__Records supplied__:

⟨

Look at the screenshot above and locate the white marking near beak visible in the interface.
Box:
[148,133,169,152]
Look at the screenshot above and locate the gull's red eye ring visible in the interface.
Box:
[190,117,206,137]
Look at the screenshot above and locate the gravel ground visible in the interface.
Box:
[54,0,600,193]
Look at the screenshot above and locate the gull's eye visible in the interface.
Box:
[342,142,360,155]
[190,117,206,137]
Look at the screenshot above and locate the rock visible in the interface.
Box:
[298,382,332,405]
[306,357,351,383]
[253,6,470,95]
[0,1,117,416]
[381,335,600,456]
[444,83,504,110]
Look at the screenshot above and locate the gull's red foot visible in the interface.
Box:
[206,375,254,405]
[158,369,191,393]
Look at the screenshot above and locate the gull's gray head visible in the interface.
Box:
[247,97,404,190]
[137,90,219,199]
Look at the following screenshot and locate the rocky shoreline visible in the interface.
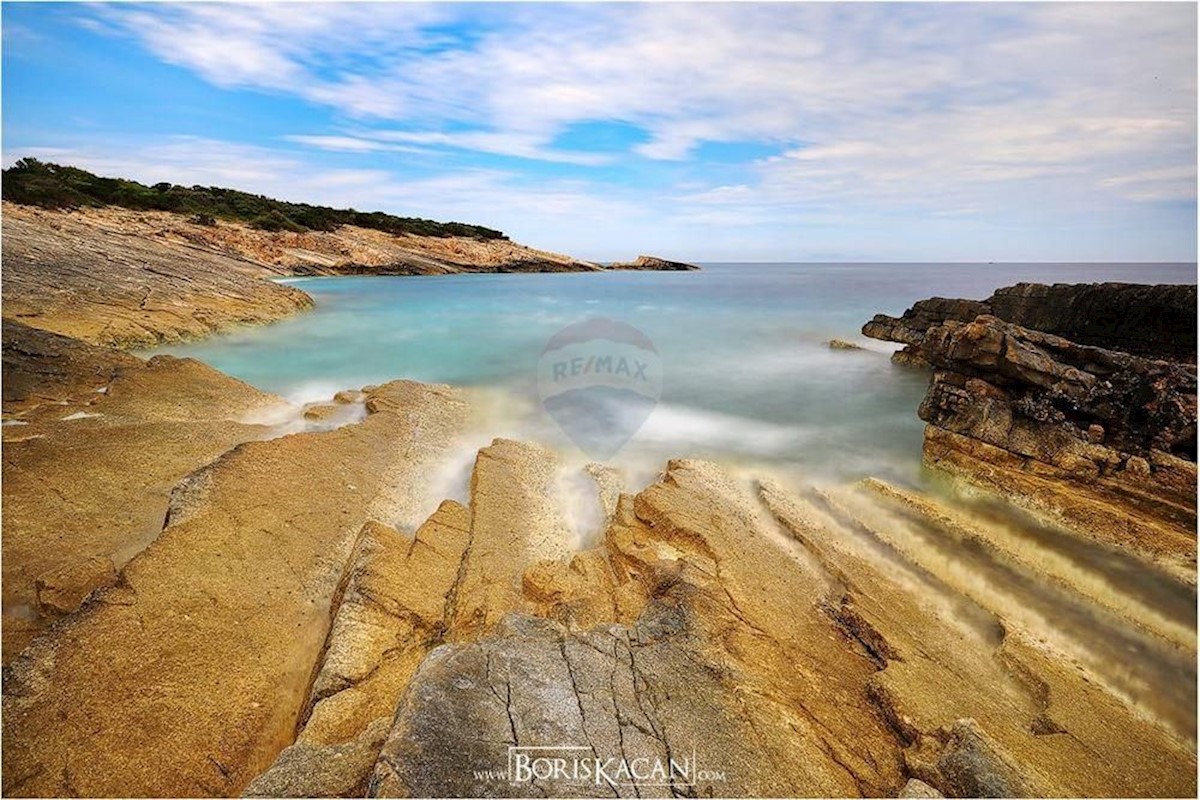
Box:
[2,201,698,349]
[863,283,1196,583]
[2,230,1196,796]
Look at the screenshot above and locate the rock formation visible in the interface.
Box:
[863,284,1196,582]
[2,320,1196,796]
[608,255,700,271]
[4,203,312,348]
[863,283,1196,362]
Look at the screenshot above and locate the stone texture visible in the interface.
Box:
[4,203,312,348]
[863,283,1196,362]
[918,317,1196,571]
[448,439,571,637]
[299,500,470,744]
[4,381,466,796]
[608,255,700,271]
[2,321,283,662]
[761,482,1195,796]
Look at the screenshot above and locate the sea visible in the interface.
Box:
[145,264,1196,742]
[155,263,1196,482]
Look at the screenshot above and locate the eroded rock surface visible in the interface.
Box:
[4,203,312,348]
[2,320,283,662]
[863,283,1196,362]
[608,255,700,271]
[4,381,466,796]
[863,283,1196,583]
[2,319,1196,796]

⟩
⟨

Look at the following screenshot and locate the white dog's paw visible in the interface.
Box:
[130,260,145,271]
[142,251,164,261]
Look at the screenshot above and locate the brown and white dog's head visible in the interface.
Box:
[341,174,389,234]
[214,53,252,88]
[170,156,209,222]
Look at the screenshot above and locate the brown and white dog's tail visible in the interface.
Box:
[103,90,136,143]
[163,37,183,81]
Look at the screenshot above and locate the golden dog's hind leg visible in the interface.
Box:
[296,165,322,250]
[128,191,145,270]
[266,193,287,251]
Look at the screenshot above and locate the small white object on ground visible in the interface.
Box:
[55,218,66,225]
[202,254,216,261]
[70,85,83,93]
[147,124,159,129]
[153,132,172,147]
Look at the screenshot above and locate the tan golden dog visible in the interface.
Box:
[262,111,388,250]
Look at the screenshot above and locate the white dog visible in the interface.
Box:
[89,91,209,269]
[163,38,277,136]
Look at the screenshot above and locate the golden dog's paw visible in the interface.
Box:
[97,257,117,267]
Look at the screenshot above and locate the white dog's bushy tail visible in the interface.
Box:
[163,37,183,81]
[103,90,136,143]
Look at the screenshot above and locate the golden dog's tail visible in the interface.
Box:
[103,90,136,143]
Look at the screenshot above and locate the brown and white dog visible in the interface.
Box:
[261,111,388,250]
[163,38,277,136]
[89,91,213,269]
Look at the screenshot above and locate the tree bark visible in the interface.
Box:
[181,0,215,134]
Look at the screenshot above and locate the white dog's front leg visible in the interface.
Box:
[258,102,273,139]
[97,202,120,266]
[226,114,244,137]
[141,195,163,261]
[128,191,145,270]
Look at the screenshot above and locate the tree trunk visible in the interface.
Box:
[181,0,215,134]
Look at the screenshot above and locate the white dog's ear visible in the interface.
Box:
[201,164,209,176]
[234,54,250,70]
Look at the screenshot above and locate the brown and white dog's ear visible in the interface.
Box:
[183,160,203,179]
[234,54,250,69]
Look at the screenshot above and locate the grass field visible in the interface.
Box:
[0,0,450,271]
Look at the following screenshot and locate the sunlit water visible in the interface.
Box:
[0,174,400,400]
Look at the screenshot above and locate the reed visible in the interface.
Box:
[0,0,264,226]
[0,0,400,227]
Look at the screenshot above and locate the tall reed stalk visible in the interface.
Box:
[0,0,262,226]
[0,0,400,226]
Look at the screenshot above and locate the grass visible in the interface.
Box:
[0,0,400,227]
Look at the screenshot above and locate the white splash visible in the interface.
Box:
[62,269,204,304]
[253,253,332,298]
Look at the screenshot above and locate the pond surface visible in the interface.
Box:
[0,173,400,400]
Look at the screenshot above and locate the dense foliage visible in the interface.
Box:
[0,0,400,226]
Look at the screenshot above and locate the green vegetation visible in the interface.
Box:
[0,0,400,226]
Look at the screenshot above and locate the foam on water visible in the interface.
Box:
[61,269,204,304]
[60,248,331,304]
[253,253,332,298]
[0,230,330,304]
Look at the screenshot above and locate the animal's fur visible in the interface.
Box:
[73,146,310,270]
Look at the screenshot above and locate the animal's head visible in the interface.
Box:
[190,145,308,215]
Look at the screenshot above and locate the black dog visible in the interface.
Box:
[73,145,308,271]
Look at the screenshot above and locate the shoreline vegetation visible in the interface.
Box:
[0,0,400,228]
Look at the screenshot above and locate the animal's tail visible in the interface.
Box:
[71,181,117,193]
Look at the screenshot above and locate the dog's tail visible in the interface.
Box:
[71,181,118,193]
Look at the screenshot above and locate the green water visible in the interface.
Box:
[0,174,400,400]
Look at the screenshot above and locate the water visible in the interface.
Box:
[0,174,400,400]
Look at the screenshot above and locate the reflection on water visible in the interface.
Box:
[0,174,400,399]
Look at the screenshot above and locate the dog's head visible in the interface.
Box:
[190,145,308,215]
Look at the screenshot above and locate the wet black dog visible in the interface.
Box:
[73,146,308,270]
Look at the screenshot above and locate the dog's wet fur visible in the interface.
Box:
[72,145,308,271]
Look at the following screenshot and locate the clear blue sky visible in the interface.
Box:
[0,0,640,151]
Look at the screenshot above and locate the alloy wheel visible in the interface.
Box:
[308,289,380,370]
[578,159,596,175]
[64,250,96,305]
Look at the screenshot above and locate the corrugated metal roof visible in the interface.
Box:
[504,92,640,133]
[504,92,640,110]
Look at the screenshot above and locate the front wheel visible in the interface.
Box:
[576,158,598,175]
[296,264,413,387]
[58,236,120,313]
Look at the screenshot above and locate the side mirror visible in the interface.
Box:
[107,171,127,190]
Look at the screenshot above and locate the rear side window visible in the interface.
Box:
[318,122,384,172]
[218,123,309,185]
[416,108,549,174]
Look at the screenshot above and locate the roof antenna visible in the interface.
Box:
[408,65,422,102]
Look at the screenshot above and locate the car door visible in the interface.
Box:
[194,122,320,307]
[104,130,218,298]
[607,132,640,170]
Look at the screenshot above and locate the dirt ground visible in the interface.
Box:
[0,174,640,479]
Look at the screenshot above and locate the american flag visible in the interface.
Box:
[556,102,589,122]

⟩

Rewrite the rows from the line containing "Look at the screenshot above and locate the alloy" through the line containing "[408,65,422,102]", replacing "side mirror" with "wing mirror" and leaving everything else unchanged.

Look at the screenshot above and locate the alloy wheel visible in the interface.
Box:
[308,289,380,370]
[578,159,596,175]
[64,250,96,305]
Look at the screenshot above and locate the corrugated metal roof visible in the interface.
Box:
[504,92,640,133]
[504,92,640,110]
Look at the screenshot above and locate the front wheel visible in the interface.
Box:
[576,158,598,175]
[296,264,413,387]
[58,236,120,313]
Look at the screenshot above and locate the wing mirror visible in the interface.
Box:
[107,171,127,190]
Look at the screenshot above and locate the rear side window visible in the interface.
Box:
[318,122,384,172]
[218,123,309,185]
[416,108,549,174]
Look at the screenshot above and locate the roof antenna visible in the interface.
Box:
[408,65,422,102]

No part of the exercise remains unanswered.